* [Document]:
○ ○ ○ ○ ○ ○ ○

L’art grégorien n’est que chant. Tel est son premier caractère et la raison première aussi de sa vocation sacrée. Il semble bien que le chant de la voix humaine constitue la musique la plus affranchie qui soit de la fiction et de l’artifice ; la musique où le moins de matière se mêle à la parole, pour l’appesantir, la contraindre ou l’altérer. Aussi bien la nature des choses et des lieux même s’accorde avec la conception exclusivement vocale de la musique religieuse. Il se trouve que pas un instrument, pas même un orchestre n’est à sa place et ne semble à son aise dans une église. Un violon seul y grince misérablement ; cinquante violons s’y entendent à peine. Une fanfare militaire n’y produit qu’un horrible tapage. Ainsi l’acoustique des nefs est fatale à toute symphonie : elle rend imperceptible la sonorité des instrumens à cordes, et celle des instrumens de bois ou de métal odieuse.

○ ○ ○ ○ ○ ○ ○

* [Données enregistrées]:
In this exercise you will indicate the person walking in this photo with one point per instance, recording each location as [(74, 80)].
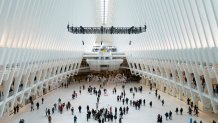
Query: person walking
[(166, 115), (37, 105), (75, 119), (177, 110), (42, 100), (170, 115), (79, 109), (49, 119), (181, 110)]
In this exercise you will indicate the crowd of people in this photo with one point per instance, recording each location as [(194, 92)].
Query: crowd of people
[(110, 113)]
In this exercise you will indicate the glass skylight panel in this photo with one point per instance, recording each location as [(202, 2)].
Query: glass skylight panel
[(104, 11)]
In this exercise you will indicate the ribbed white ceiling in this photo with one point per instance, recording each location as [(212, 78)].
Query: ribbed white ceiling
[(172, 24)]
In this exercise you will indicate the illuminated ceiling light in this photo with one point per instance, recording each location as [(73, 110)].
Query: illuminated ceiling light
[(104, 11)]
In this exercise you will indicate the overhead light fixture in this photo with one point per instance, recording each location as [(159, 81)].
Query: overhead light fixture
[(106, 30)]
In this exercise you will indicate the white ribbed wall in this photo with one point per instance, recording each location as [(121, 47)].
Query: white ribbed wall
[(35, 43), (181, 37)]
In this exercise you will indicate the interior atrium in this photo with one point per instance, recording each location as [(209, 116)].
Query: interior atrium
[(167, 47)]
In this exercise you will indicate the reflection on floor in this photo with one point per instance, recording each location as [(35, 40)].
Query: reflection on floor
[(144, 115)]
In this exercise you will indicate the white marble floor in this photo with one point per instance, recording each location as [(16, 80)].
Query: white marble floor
[(144, 115)]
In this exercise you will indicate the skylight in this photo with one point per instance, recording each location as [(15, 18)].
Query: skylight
[(104, 11)]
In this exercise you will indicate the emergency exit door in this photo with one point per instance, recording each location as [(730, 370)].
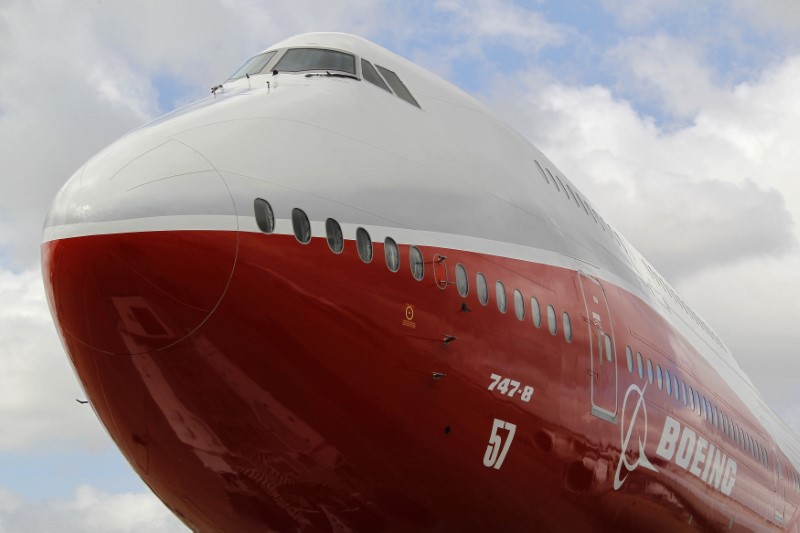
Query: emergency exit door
[(602, 357)]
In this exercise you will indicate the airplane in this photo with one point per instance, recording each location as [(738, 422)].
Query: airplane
[(340, 294)]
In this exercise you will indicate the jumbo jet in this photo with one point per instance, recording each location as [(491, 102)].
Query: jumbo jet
[(340, 294)]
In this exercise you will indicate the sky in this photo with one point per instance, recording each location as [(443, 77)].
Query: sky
[(679, 119)]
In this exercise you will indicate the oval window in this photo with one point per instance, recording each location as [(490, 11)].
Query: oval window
[(301, 225), (392, 254), (364, 245), (264, 216), (417, 266), (500, 293), (536, 312), (551, 320), (462, 283), (519, 305), (640, 364), (483, 289), (334, 233)]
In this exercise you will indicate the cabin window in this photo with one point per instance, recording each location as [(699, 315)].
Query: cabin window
[(364, 245), (334, 233), (551, 320), (552, 178), (264, 216), (300, 59), (392, 254), (417, 265), (462, 283), (519, 305), (500, 294), (397, 85), (482, 287), (301, 225), (546, 179), (252, 66), (640, 364), (371, 75), (536, 312), (567, 323)]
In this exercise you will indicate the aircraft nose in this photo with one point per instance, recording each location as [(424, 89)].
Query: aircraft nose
[(140, 245)]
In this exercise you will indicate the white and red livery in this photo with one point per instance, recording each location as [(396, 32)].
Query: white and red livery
[(340, 294)]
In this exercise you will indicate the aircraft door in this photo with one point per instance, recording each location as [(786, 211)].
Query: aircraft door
[(602, 367)]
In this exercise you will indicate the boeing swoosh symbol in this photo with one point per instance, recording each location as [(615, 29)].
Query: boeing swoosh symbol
[(625, 437)]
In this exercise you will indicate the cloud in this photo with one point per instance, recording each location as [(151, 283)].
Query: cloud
[(690, 198), (87, 510), (37, 385)]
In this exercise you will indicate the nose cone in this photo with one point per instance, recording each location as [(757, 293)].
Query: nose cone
[(140, 246)]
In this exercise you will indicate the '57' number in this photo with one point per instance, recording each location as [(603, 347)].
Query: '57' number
[(497, 449)]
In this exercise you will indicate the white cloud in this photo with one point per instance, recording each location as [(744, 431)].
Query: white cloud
[(37, 386), (87, 510)]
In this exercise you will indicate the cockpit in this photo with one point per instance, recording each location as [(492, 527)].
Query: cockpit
[(324, 62)]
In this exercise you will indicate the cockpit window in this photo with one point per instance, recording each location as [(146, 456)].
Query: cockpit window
[(397, 86), (254, 65), (300, 59), (372, 76)]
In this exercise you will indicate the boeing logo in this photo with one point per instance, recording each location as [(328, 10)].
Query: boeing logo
[(626, 431), (680, 445)]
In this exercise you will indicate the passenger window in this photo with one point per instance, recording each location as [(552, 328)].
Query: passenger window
[(552, 178), (301, 225), (264, 216), (462, 283), (392, 254), (546, 179), (519, 305), (500, 293), (300, 59), (417, 265), (335, 238), (364, 245), (536, 312), (397, 86), (640, 364), (372, 76), (483, 289), (551, 320)]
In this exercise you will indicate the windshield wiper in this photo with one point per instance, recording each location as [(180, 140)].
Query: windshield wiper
[(329, 74)]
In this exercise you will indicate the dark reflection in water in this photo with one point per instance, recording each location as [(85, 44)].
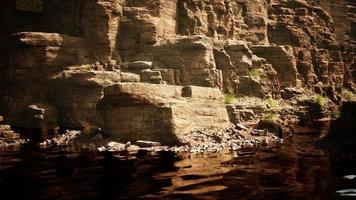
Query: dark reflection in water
[(297, 170)]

○ ○ ○ ○ ○ ○ ○

* [Exercices]:
(a) Dites si chacune des affirmations suivantes concorde avec le texte sur le chant grégorien, en répondant par oui ou non et en citant les mots décisifs du texte. (i) L’art grégorien est uniquement vocal. (ii) Un violon seul sonne agréablement dans une église. (iii) L’acoustique des nefs rend imperceptible la sonorité des instruments à cordes.
(b) Relevez toutes les actions que, selon le texte sur le chant grégorien, la matière peut exercer sur la parole lorsqu’elle s’y mêle.
(c) Reprenez le texte sur le chant grégorien à sa dernière phrase et poursuivez-le.

* [Corrigé]:
(a)
(i) Oui : « L’art grégorien n’est que chant. »
(ii) Non : « Un violon seul y grince misérablement »
(iii) Oui : « elle rend imperceptible la sonorité des instrumens à cordes »

(b) appesantir, contraindre, altérer

(c)
En principe, et selon la rigueur de la théorie ou de l’idéal grégorien, le plain-chant devrait se passer de tout accompagnement. En fait, même à Solesmes, l’orgue l’accompagne toujours. Une des plus récentes publications bénédictines consiste dans un Livre d’orgue qui renferme, harmonisés et accompagnés, les chants ordinaires de la messe et des vêpres. La préface de ce livre en est tout simplement le désaveu formel. Elle débute ainsi :

« Le plain-chant doit-il être accompagné ?

« Non. Tel est l’avis de tous ceux qui se sont sérieusement occupés de cette question. Tel est aussi le nôtre.

« Dans l’espèce, en effet, l’accompagnement est un anachronisme, un hors-d’œuvre et un danger.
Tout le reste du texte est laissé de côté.